| TASK STATEMENT |
Count the lines in the rows below that contain the string "space", with case counting, and reply with only that number.

| STORED RECORDS |
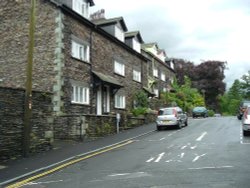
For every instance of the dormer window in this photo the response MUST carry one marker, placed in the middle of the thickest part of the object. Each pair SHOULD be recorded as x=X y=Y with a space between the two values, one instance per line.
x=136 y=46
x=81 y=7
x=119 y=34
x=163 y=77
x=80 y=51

==

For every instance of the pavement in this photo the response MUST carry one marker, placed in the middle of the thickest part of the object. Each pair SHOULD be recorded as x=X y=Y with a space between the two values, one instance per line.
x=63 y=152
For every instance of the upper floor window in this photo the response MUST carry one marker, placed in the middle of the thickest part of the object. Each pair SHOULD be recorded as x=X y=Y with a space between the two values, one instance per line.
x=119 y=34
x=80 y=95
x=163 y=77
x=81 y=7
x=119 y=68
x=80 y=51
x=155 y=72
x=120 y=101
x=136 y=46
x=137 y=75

| CORRECT RESULT |
3